> [Task goal]
Set down the material below word for word, excluding the pictures.

● ● ●

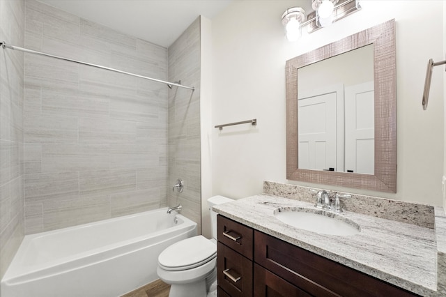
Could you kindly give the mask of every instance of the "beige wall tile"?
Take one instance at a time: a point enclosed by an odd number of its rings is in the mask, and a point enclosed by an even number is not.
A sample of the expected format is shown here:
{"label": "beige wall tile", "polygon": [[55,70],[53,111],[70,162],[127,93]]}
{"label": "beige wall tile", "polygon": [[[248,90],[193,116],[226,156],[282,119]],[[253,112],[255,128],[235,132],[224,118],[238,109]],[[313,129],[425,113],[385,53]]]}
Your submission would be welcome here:
{"label": "beige wall tile", "polygon": [[109,218],[110,203],[108,196],[43,203],[43,227],[45,231]]}
{"label": "beige wall tile", "polygon": [[[169,48],[169,80],[192,85],[199,82],[200,22],[198,18]],[[198,79],[196,77],[198,77]],[[194,84],[199,90],[199,84]],[[197,91],[174,88],[169,92],[169,181],[184,181],[182,193],[169,192],[169,206],[180,203],[182,213],[198,224],[201,233],[199,96]]]}
{"label": "beige wall tile", "polygon": [[109,195],[137,188],[134,169],[96,170],[79,172],[79,191],[81,197]]}
{"label": "beige wall tile", "polygon": [[45,200],[77,199],[79,176],[77,172],[57,172],[25,175],[25,203]]}
{"label": "beige wall tile", "polygon": [[[3,40],[24,45],[24,1],[0,1]],[[0,278],[24,236],[24,54],[0,55]]]}
{"label": "beige wall tile", "polygon": [[[167,79],[167,49],[26,3],[31,48]],[[26,234],[165,205],[167,167],[160,164],[168,155],[168,88],[53,59],[25,59]],[[10,151],[3,146],[10,159]],[[17,172],[10,162],[4,171]]]}
{"label": "beige wall tile", "polygon": [[112,217],[130,215],[160,208],[157,189],[139,190],[112,195]]}

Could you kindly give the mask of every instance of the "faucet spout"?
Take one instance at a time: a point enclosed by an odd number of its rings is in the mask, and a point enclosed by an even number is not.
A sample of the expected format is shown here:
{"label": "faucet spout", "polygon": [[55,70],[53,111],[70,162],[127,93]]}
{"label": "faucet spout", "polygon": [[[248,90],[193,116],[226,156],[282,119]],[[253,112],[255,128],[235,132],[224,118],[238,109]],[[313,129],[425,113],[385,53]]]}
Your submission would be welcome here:
{"label": "faucet spout", "polygon": [[181,204],[178,204],[176,206],[174,206],[174,207],[169,207],[169,208],[167,208],[167,213],[170,213],[172,212],[172,211],[176,211],[177,212],[180,212],[181,211],[181,209],[183,208],[183,206],[181,206]]}

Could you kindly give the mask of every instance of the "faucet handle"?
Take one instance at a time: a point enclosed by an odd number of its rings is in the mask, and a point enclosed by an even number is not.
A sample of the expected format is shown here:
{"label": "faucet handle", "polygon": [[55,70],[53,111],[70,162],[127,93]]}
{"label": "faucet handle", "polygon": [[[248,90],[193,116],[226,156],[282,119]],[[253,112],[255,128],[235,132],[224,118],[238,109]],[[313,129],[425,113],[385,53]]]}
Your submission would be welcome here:
{"label": "faucet handle", "polygon": [[341,206],[341,200],[339,198],[351,198],[351,195],[348,194],[336,193],[336,195],[334,195],[334,211],[336,213],[342,212],[342,207]]}
{"label": "faucet handle", "polygon": [[316,193],[316,204],[314,204],[315,207],[317,207],[318,208],[323,208],[323,193],[324,192],[323,190],[318,190],[316,189],[309,189],[310,192],[312,192],[314,193]]}
{"label": "faucet handle", "polygon": [[175,191],[176,189],[179,192],[183,192],[183,189],[184,187],[184,183],[181,180],[181,178],[178,178],[176,180],[176,184],[174,185],[172,187],[172,191]]}

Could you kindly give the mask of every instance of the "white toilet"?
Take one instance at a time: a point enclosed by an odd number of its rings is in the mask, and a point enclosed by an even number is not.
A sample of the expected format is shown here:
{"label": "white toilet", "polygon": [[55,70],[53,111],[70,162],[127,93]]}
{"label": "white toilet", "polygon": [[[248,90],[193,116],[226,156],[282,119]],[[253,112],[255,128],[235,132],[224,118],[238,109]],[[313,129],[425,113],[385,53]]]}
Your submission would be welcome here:
{"label": "white toilet", "polygon": [[217,213],[212,206],[233,201],[222,196],[208,199],[211,239],[199,235],[174,243],[158,257],[158,277],[171,285],[169,297],[205,297],[217,278]]}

● ● ●

> [Solution]
Could you kindly give the mask of every instance of the "beige wall tile"?
Take one instance at a time: a point enclosed by an odd number of its rings is in the mask, and a point enclosed by an even number is not.
A sample of the expected format is shown here:
{"label": "beige wall tile", "polygon": [[55,70],[53,111],[70,162],[127,93]]}
{"label": "beige wall tile", "polygon": [[[248,90],[193,116],[226,156],[282,119]],[[253,112],[255,128],[235,132],[224,118],[238,109]],[[313,129],[425,113],[385,53]]]}
Your submission would be welcome here:
{"label": "beige wall tile", "polygon": [[109,218],[110,203],[108,196],[43,203],[43,227],[45,231]]}
{"label": "beige wall tile", "polygon": [[[169,48],[169,80],[192,85],[199,82],[200,22],[198,18]],[[198,79],[196,77],[198,77]],[[194,84],[199,90],[199,84]],[[197,91],[174,88],[169,92],[169,181],[184,181],[182,193],[169,192],[169,206],[180,203],[182,213],[198,224],[201,233],[199,96]]]}
{"label": "beige wall tile", "polygon": [[109,195],[137,188],[134,169],[96,170],[79,172],[79,191],[81,197]]}
{"label": "beige wall tile", "polygon": [[45,200],[77,199],[79,176],[77,172],[57,172],[25,175],[25,203]]}
{"label": "beige wall tile", "polygon": [[[3,40],[24,45],[24,1],[0,1]],[[0,278],[24,236],[24,54],[0,55]]]}
{"label": "beige wall tile", "polygon": [[[167,79],[167,49],[26,3],[31,48]],[[26,234],[165,205],[167,167],[160,164],[168,155],[168,88],[53,59],[25,59]],[[10,151],[3,146],[10,159]],[[17,172],[10,162],[4,171]]]}
{"label": "beige wall tile", "polygon": [[112,217],[130,215],[160,208],[157,189],[139,190],[112,195]]}

Could you kindly give the mask of every instance of the "faucet spout"?
Take one instance at a time: a point enclosed by an odd number of its rings is in the mask, and a point enclosed by an even number is not.
A sample of the expected format is shown here:
{"label": "faucet spout", "polygon": [[55,70],[53,111],[70,162],[127,93]]}
{"label": "faucet spout", "polygon": [[[248,90],[193,116],[226,156],[282,119]],[[253,112],[255,128],[235,132],[224,118],[238,109]],[[313,129],[425,113],[385,53]]]}
Your submission would be welcome here:
{"label": "faucet spout", "polygon": [[181,204],[178,204],[176,206],[174,206],[174,207],[169,207],[169,208],[167,208],[167,213],[170,213],[172,212],[172,211],[176,211],[177,212],[180,212],[181,211],[181,209],[183,208],[183,206],[181,206]]}

Could you kindly give the mask of every instance of the "faucet handle"?
Take one instance at a time: a point enclosed by an odd number of its rings is in the mask, and a point enclosed by an even number is not.
A sample of the expected format is shown here:
{"label": "faucet handle", "polygon": [[55,70],[53,111],[70,162],[127,93]]}
{"label": "faucet handle", "polygon": [[[248,90],[193,116],[226,156],[282,119]],[[253,112],[255,128],[235,132],[224,118],[238,109]],[[313,129],[425,113],[385,53]]]}
Your submission would be welcome here:
{"label": "faucet handle", "polygon": [[341,206],[341,200],[339,198],[351,198],[351,195],[348,194],[336,193],[336,195],[334,195],[334,211],[336,213],[342,212],[342,207]]}
{"label": "faucet handle", "polygon": [[316,193],[316,204],[314,204],[315,207],[317,207],[318,208],[323,208],[323,193],[324,192],[323,190],[318,190],[316,189],[309,189],[310,192],[312,192],[314,193]]}
{"label": "faucet handle", "polygon": [[175,191],[176,189],[179,192],[183,192],[183,189],[184,187],[184,183],[181,180],[181,178],[178,178],[176,180],[176,184],[174,185],[172,187],[172,191]]}

Could you kindly give the mask of every instance of the "white toilet"?
Take one instance at a time: a point enclosed by an odd number of its rings is in the mask, and a point enclosed by an even number is not.
A sample of the expected format is shown here:
{"label": "white toilet", "polygon": [[55,70],[53,111],[70,162],[127,93]]}
{"label": "white toilet", "polygon": [[[248,90],[193,116],[226,156],[282,119]],[[253,112],[255,128],[235,132],[224,118],[238,109]],[[313,129],[425,113],[385,53]]]}
Your submission would be welcome here:
{"label": "white toilet", "polygon": [[217,213],[212,206],[233,201],[222,196],[208,199],[211,239],[199,235],[174,243],[158,257],[158,277],[171,285],[169,297],[205,297],[217,278]]}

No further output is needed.